**REQUIREMENTS**
Repeat all the material exactly; pictures stay out of your copy.

**DATA TO USE**
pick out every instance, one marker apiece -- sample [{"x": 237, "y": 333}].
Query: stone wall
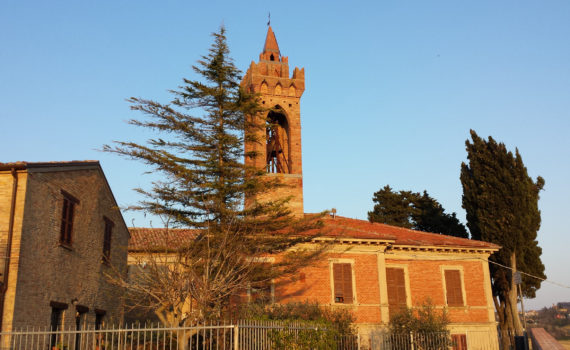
[{"x": 70, "y": 275}]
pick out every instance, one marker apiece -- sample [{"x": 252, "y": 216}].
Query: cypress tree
[
  {"x": 416, "y": 211},
  {"x": 501, "y": 202}
]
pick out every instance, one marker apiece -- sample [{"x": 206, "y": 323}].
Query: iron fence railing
[{"x": 241, "y": 335}]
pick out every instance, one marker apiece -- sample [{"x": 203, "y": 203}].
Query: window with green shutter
[
  {"x": 342, "y": 281},
  {"x": 453, "y": 288},
  {"x": 396, "y": 283}
]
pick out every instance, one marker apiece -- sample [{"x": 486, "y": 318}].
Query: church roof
[
  {"x": 21, "y": 165},
  {"x": 270, "y": 42},
  {"x": 340, "y": 228}
]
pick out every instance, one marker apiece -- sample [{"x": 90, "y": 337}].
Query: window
[
  {"x": 67, "y": 213},
  {"x": 107, "y": 239},
  {"x": 80, "y": 312},
  {"x": 396, "y": 283},
  {"x": 99, "y": 317},
  {"x": 57, "y": 310},
  {"x": 453, "y": 290},
  {"x": 459, "y": 341},
  {"x": 342, "y": 281}
]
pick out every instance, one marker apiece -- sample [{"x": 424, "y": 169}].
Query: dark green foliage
[
  {"x": 339, "y": 319},
  {"x": 318, "y": 327},
  {"x": 422, "y": 328},
  {"x": 416, "y": 211},
  {"x": 501, "y": 202},
  {"x": 199, "y": 152},
  {"x": 424, "y": 319}
]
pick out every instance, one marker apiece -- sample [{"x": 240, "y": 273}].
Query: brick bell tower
[{"x": 280, "y": 153}]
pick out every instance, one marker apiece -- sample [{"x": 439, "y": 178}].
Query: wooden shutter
[
  {"x": 453, "y": 288},
  {"x": 342, "y": 281},
  {"x": 107, "y": 238},
  {"x": 396, "y": 290},
  {"x": 459, "y": 341}
]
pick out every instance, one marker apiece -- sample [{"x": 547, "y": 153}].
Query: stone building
[{"x": 61, "y": 232}]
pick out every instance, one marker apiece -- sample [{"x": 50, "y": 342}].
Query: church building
[{"x": 373, "y": 270}]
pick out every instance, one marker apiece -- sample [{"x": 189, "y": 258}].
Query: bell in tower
[
  {"x": 277, "y": 143},
  {"x": 280, "y": 95}
]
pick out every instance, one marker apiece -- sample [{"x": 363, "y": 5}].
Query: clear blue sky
[{"x": 392, "y": 89}]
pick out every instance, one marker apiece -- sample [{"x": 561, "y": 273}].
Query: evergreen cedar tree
[
  {"x": 199, "y": 151},
  {"x": 501, "y": 202},
  {"x": 415, "y": 211}
]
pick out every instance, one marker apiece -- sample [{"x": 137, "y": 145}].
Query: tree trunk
[
  {"x": 503, "y": 327},
  {"x": 517, "y": 325}
]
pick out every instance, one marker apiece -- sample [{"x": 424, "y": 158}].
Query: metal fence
[
  {"x": 242, "y": 335},
  {"x": 472, "y": 340}
]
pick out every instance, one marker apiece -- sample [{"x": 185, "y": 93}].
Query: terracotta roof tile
[
  {"x": 27, "y": 165},
  {"x": 338, "y": 227},
  {"x": 143, "y": 239},
  {"x": 362, "y": 229}
]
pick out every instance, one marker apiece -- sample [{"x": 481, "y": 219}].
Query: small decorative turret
[{"x": 280, "y": 94}]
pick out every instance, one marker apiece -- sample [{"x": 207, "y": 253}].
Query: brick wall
[{"x": 424, "y": 280}]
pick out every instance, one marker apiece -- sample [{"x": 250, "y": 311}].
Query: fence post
[{"x": 236, "y": 336}]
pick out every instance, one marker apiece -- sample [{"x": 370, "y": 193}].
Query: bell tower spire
[{"x": 280, "y": 155}]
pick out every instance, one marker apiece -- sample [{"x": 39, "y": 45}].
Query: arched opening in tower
[{"x": 277, "y": 147}]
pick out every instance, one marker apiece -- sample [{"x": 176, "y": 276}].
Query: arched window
[
  {"x": 277, "y": 147},
  {"x": 292, "y": 91},
  {"x": 263, "y": 89}
]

**RESPONSE**
pick out every instance, one marker apiece -- sample [{"x": 237, "y": 333}].
Query: stone wall
[{"x": 70, "y": 275}]
pick out every instance, one marker apiece -- sample [{"x": 252, "y": 216}].
Query: cypress tree
[
  {"x": 416, "y": 211},
  {"x": 501, "y": 202}
]
pick out every instance, one marker apiece -- sample [{"x": 206, "y": 323}].
Query: iron fence railing
[{"x": 241, "y": 335}]
pick out every instance, one marker apiece -- sample [{"x": 203, "y": 203}].
Query: window with green shutter
[
  {"x": 342, "y": 281},
  {"x": 453, "y": 288},
  {"x": 396, "y": 283}
]
pick out every instance, one marker apiece -- sample [{"x": 486, "y": 318}].
Query: church roof
[
  {"x": 21, "y": 165},
  {"x": 270, "y": 42},
  {"x": 340, "y": 228}
]
pick out every instance, one marker apiece -- sample [{"x": 90, "y": 337}].
Query: window
[
  {"x": 67, "y": 213},
  {"x": 107, "y": 239},
  {"x": 80, "y": 312},
  {"x": 396, "y": 283},
  {"x": 99, "y": 317},
  {"x": 57, "y": 310},
  {"x": 453, "y": 290},
  {"x": 459, "y": 341},
  {"x": 342, "y": 281}
]
pick out every instance, one marker apiece -- sample [{"x": 424, "y": 169}].
Query: dark green foliage
[
  {"x": 339, "y": 319},
  {"x": 318, "y": 327},
  {"x": 422, "y": 328},
  {"x": 416, "y": 211},
  {"x": 501, "y": 202},
  {"x": 199, "y": 152},
  {"x": 424, "y": 319}
]
pick out every instance, one marker apiece -- sample [{"x": 240, "y": 273}].
Query: brick bell tower
[{"x": 280, "y": 153}]
pick out every instance, one marker apiece -- sample [{"x": 439, "y": 178}].
Query: wooden shutter
[
  {"x": 453, "y": 288},
  {"x": 342, "y": 281},
  {"x": 107, "y": 238},
  {"x": 396, "y": 290},
  {"x": 459, "y": 341}
]
pick out every instance, one marker apiece -- sample [{"x": 547, "y": 153}].
Query: stone building
[{"x": 61, "y": 232}]
pick out every instance, one marker apiece -- sample [{"x": 50, "y": 342}].
Query: church building
[{"x": 373, "y": 270}]
pick out every instance, one marker apiece -- sample [{"x": 189, "y": 258}].
Query: bell in tower
[
  {"x": 277, "y": 143},
  {"x": 280, "y": 95}
]
pick out every instance, one marker apiece -- sample [{"x": 363, "y": 5}].
Query: clear blue sky
[{"x": 392, "y": 89}]
pick out every instance, one marker apiece -- sample [{"x": 561, "y": 273}].
Query: evergreen cedar tree
[
  {"x": 199, "y": 151},
  {"x": 501, "y": 202},
  {"x": 415, "y": 211}
]
pick out every instance, one marker apiece -- sample [{"x": 137, "y": 145}].
Query: tree trunk
[
  {"x": 503, "y": 327},
  {"x": 517, "y": 325}
]
pick out every instance, one marker apiece -- sample [{"x": 424, "y": 158}].
Query: metal fence
[
  {"x": 242, "y": 335},
  {"x": 472, "y": 340}
]
pick out every instance, one marker apiece -- sample [{"x": 185, "y": 93}].
Query: terracotta roof tile
[
  {"x": 27, "y": 165},
  {"x": 338, "y": 227},
  {"x": 143, "y": 239},
  {"x": 362, "y": 229}
]
pick out every instance, one marker apiece -- sample [{"x": 481, "y": 219}].
Query: small decorative turret
[{"x": 280, "y": 94}]
pick out every instance, one marker apiece -- sample [{"x": 207, "y": 253}].
Query: brick wall
[{"x": 424, "y": 280}]
pick out every instance, one marker apiece -- sample [{"x": 250, "y": 311}].
Query: fence post
[{"x": 236, "y": 336}]
pick out every instance, one marker apiece -- sample [{"x": 370, "y": 193}].
Query: bell tower spire
[{"x": 280, "y": 155}]
pick out every instance, one marker apiece -- sample [{"x": 39, "y": 45}].
Query: arched opening in tower
[{"x": 277, "y": 147}]
pick out every instance, one marker apiece -- sample [{"x": 176, "y": 276}].
Query: arched window
[
  {"x": 277, "y": 147},
  {"x": 292, "y": 91},
  {"x": 263, "y": 89}
]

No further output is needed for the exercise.